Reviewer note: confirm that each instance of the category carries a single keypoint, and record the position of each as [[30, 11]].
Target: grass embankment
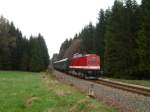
[[137, 82], [34, 92]]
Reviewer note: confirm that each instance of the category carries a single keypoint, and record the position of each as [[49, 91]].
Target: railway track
[[124, 86]]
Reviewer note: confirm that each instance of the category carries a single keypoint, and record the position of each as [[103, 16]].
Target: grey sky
[[56, 20]]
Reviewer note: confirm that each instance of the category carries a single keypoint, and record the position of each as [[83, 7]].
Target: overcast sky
[[56, 20]]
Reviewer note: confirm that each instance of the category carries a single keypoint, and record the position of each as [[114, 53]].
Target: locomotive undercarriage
[[86, 74]]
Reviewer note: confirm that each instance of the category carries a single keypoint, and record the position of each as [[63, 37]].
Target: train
[[85, 66]]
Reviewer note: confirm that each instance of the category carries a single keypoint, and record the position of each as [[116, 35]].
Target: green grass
[[35, 92], [137, 82]]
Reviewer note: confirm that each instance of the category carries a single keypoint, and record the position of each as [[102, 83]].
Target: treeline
[[18, 52], [121, 38]]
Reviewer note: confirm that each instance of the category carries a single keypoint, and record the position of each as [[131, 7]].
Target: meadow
[[37, 92]]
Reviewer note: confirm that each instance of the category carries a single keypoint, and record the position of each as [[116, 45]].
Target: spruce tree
[[143, 40]]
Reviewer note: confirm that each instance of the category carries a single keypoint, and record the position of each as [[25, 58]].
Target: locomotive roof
[[61, 60]]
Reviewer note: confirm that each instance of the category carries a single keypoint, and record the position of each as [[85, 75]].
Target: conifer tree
[[143, 40]]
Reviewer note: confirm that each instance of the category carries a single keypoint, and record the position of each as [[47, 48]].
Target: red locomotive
[[85, 66]]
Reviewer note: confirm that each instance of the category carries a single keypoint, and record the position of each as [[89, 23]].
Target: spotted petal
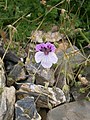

### What is required
Please pull out every line of the data above that contains the word "locomotive", matching case exactly, and list those lines.

### Exercise output
Target: locomotive undercarriage
Target: locomotive roof
Target: red locomotive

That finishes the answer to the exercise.